#### [Stated exercise]
Return the lines below unchanged, beginning with the line that contains "point: leafy foliage" and continuing through the final line, both included. Leave the pictures out of your answer.

#### [Supplied data]
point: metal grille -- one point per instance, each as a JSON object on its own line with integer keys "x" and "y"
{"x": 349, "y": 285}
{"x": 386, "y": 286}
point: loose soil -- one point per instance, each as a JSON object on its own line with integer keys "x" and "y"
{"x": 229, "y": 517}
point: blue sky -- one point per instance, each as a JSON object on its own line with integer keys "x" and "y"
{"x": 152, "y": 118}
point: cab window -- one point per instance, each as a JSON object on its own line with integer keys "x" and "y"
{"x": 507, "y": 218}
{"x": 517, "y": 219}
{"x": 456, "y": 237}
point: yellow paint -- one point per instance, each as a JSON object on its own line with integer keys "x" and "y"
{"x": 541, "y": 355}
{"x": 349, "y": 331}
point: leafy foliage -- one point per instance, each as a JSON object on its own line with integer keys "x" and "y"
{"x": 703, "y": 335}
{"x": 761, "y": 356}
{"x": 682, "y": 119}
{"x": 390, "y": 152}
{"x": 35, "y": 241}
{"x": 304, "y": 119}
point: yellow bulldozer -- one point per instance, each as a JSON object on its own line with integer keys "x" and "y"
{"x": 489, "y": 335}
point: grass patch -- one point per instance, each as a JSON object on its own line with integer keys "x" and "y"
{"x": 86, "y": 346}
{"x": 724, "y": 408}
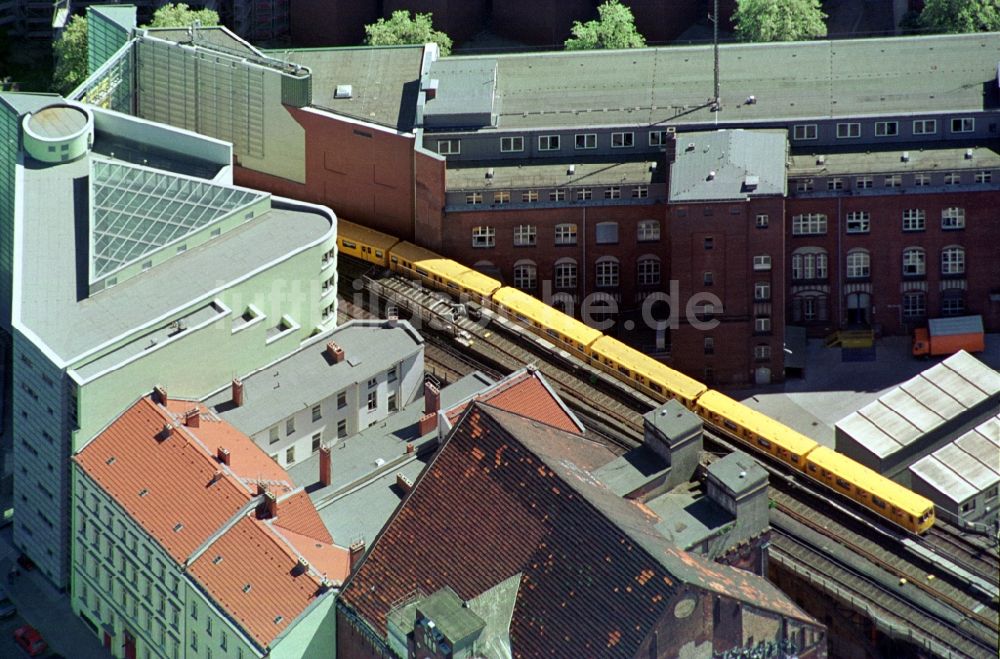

#### [Task result]
point: leafy foliage -- one point per instance, each as a JSON object on its own line with integer keys "x" and "y"
{"x": 703, "y": 335}
{"x": 761, "y": 356}
{"x": 682, "y": 119}
{"x": 390, "y": 152}
{"x": 35, "y": 241}
{"x": 304, "y": 119}
point: yellow bulldozer -- one point per instance, each as a JSON object on its own line with integer keys "x" and "y"
{"x": 489, "y": 335}
point: grass patch -- one point per instance, each as a JSON object on its own line with integer keys "x" and "y"
{"x": 86, "y": 346}
{"x": 724, "y": 408}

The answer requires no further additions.